--- Instructions to follow ---
Please print out, word for word, the part of the Proposed Standard commentary below that runs from "The document doesn't" to "in this argument.".

--- Page excerpt ---
——————————

2.1. The First Maturity Level: Proposed Standard


  The stated requirements for Proposed Standard are not changed; they
  remain exactly as specified in RFC 2026 [1].  No new requirements are
  introduced; no existing published requirements are relaxed.

The document doesn't actually say out loud there that the requirements for Proposed Standard have been considerably increased by IESG practice over the years, nor does it charge subsequent IESGs to return to a faithful reading of the actual text.  You can infer it from the refrain ("stated requirements" and "published requirements"), but I don't think you could fairly call it explicit.  You can certainly get that from Russ in bar or on a mailing list, but we normally try to write our documents such that you don't have to have shared a bar with the author to get their real intent.

If the IESG does not choose to follow-up that inference with action, we have effectively moved from a one step standards process pretending to be a three-step standards process to a one step standards process pretending to have two.  That's hardly worth the electrons which have been spent in this argument.

My personal opinion for some time has been that we ought to recognize that the previous PS moved into "WG draft" years ago and that anything named an RFC should be recognized as something that market will consider a standard.  (My own somewhat-tongue-in-cheek proposal was to make advancement completely automatic, barring a stated objection, but that went nowhere.)  If we are going to try to move the goalposts for PS back and retain more than one maturity level with the label RFC, I think we'd have a better chance of success if  we fess up that they were moved *and put into the document that the community wants the IESG to use those and only those for PS*.  Without that, the real requirements for PS remain up to the IESG of the moment--a matter of lore rather than documented practice.

To add one final comment, I think what little consensus we have on this is was well characterized as "by exhaustion" in John's earlier note.  It may be no less real for that, but let's not pretend to ourselves that this is anything but a much-needed removal of the requirement for annual review, along with a fond hope that the future may be different from the past.

——————————

--- Record extracts ---
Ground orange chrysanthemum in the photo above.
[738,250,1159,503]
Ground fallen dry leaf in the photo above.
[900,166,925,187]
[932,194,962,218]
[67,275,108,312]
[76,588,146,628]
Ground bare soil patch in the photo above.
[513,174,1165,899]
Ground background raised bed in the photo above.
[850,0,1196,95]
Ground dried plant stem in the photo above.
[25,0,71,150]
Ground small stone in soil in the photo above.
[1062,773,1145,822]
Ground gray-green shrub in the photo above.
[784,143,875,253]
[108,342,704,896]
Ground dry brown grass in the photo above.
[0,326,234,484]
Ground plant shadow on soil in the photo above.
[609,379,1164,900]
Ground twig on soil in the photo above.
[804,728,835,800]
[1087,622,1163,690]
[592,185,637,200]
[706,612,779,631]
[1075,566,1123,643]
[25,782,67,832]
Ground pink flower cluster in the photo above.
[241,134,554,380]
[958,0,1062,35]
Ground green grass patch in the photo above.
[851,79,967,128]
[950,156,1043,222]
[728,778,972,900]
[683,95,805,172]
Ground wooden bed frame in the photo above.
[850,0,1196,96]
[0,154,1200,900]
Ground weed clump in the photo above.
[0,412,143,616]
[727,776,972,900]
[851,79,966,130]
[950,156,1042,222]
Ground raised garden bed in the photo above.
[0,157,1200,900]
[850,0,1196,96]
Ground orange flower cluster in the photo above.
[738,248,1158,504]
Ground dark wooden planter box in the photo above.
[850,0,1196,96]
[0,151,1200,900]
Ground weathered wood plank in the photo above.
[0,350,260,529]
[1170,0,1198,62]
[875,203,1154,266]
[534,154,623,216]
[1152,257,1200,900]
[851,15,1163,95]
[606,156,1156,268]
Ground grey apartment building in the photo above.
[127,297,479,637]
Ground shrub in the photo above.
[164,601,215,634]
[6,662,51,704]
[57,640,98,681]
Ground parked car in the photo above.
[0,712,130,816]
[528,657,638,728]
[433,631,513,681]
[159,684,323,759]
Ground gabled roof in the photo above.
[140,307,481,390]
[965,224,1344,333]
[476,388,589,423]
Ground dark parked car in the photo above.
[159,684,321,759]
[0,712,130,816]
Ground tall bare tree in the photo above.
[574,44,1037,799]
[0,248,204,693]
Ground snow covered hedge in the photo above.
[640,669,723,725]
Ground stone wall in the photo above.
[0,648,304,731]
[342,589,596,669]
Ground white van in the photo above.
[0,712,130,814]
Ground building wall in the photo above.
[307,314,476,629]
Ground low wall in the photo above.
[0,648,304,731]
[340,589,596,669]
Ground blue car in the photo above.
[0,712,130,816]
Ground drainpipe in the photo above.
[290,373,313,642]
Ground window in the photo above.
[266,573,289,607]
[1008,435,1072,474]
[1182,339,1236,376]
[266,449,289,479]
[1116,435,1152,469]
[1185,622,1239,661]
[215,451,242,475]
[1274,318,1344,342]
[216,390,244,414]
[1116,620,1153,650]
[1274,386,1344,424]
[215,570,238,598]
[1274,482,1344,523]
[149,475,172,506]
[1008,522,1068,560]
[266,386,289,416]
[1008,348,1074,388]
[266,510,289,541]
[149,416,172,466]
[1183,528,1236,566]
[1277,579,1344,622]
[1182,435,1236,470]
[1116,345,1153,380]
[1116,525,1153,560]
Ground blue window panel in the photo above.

——————————

--- Response to this task ---
The document doesn't actually say out loud there that the requirements for Proposed Standard have been considerably increased by IESG practice over the years, nor does it charge subsequent IESGs to return to a faithful reading of the actual text.  You can infer it from the refrain ("stated requirements" and "published requirements"), but I don't think you could fairly call it explicit.  You can certainly get that from Russ in bar or on a mailing list, but we normally try to write our documents such that you don't have to have shared a bar with the author to get their real intent.

If the IESG does not choose to follow-up that inference with action, we have effectively moved from a one step standards process pretending to be a three-step standards process to a one step standards process pretending to have two.  That's hardly worth the electrons which have been spent in this argument.